Would you transcribe all of the entries that follow, word for word?

→ Data section

□ □ □

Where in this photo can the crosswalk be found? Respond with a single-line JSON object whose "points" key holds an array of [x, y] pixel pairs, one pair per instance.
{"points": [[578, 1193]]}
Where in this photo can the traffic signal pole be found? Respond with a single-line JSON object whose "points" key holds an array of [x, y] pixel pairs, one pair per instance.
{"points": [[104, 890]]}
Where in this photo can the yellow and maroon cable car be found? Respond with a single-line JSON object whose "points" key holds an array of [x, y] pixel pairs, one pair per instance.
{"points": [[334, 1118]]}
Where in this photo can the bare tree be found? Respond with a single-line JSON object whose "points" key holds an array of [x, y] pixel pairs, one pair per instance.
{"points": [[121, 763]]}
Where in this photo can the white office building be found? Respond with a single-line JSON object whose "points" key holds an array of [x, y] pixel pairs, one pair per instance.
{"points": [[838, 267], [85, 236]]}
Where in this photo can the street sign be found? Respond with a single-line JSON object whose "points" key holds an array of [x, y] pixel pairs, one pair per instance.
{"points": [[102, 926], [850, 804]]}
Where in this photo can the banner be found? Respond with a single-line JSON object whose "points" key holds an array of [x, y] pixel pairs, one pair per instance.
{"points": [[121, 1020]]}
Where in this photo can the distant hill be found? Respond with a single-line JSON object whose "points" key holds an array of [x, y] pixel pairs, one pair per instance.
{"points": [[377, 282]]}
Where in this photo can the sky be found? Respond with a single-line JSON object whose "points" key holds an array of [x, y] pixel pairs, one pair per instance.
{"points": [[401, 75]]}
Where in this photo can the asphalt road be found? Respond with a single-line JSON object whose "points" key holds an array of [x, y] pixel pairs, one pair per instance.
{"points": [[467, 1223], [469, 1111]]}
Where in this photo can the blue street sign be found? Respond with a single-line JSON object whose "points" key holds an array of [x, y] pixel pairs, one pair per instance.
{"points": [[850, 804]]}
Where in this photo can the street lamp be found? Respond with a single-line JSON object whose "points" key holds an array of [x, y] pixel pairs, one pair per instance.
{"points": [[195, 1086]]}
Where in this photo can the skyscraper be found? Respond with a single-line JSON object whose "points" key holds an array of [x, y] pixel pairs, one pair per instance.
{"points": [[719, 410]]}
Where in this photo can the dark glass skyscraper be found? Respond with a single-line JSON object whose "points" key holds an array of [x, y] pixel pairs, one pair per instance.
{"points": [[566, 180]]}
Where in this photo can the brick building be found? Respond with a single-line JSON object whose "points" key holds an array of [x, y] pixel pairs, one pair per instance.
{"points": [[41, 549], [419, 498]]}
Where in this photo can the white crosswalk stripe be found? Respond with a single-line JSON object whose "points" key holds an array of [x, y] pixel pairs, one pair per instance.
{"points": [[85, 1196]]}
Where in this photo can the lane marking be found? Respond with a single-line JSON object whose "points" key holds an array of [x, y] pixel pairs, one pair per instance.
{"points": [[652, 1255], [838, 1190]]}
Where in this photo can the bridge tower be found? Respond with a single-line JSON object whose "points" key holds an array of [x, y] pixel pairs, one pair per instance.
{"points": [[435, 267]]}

□ □ □

→ Worked solution
Where in this photo can the crosswalk be found? Respond with a single-line JSON object whose "points" key holds an array of [x, y] pixel pairs, one pair per instance.
{"points": [[578, 1193]]}
Where in this photo can the traffic signal pole be found? Respond with a single-line JSON object whose "points" key holds an array of [x, y] pixel pairs, one pair per instance.
{"points": [[104, 890]]}
Where in this photo can the yellow and maroon cable car be found? Respond with a single-line JSON object whose "points" key holds an array of [x, y] pixel pairs, one pair per instance.
{"points": [[334, 1118]]}
Where in this photo can the bare tree be found? Respond with a single-line JSON object whose "points" key holds an array of [x, y] pixel pairs, one pair per instance.
{"points": [[121, 763]]}
Where in this photo can the white office building be found? Respond with a single-line JSON object whose "points" key holds an array of [x, y] pixel pairs, one pair per instance.
{"points": [[838, 267], [85, 236]]}
Where in this photo can the street sign be found? Respond with a single-line JSON object whose "points" key holds an array of [x, y] pixel pairs, one pair per instance.
{"points": [[102, 926], [850, 804]]}
Where in this photo can the banner be found? Respond with a single-line JSON object whose "points" key holds an array of [x, y] pixel pairs, one pair per instance.
{"points": [[121, 1020]]}
Where in this photo can the distant hill be found? Respond with a single-line JSON object whose "points" key holds an array of [x, y] pixel pairs, one pair per instance.
{"points": [[377, 282]]}
Where in this photo can the sky be found? Respond with a single-line JSON object whose "points" key holds an array of [x, y] pixel pairs, one pair per instance.
{"points": [[401, 75]]}
Where in this photo can the asphalt road be found? Respond with a single-line JSON object whose "points" key holds an array of [x, y] pixel pairs, one pair per instance.
{"points": [[467, 1223], [469, 1111]]}
Where in this photo can the blue street sign be found? Respond with a single-line JSON object whose "points" key holds an array of [x, y] pixel pairs, one pair per instance.
{"points": [[850, 804]]}
Where in this photo can the street lamp be found? Respond with a single-line JSON object whose "points" key holds an array of [x, y] pixel pairs, one pair per instance.
{"points": [[195, 1086]]}
Where in this photo can the skyscraper be found? Respond with a single-line JSON object whose "points" key holds an array of [x, y] pixel pairs, one pair per instance.
{"points": [[719, 410]]}
Where in this photo can the dark glass skyscraper be found? Respond with a single-line JSON object whose "points" key holds an array of [x, y] pixel pairs, one pair per instance.
{"points": [[566, 180]]}
Where in this photo can the brick building be found? Respond with a single-line JSON object whose "points" key holds an array of [x, y] pixel pairs, one pair per instance.
{"points": [[41, 549], [419, 498]]}
Where in this photo can the white crosswalk stripe be found? Respond with a single-line JSON object whose "points" key holds an array of [x, y] pixel pairs, one pair per instance.
{"points": [[85, 1196]]}
Where in this photo can the lane marking be found? Respond with a single-line JSON object whose "points" key holds an array of [x, y] pixel pairs, one pair per instance.
{"points": [[652, 1255], [838, 1190]]}
Where in this photo can the bridge tower be found? Respond with a single-line JSON object whose "points" key holds an array of [x, y] pixel pairs, one pair per instance.
{"points": [[435, 267]]}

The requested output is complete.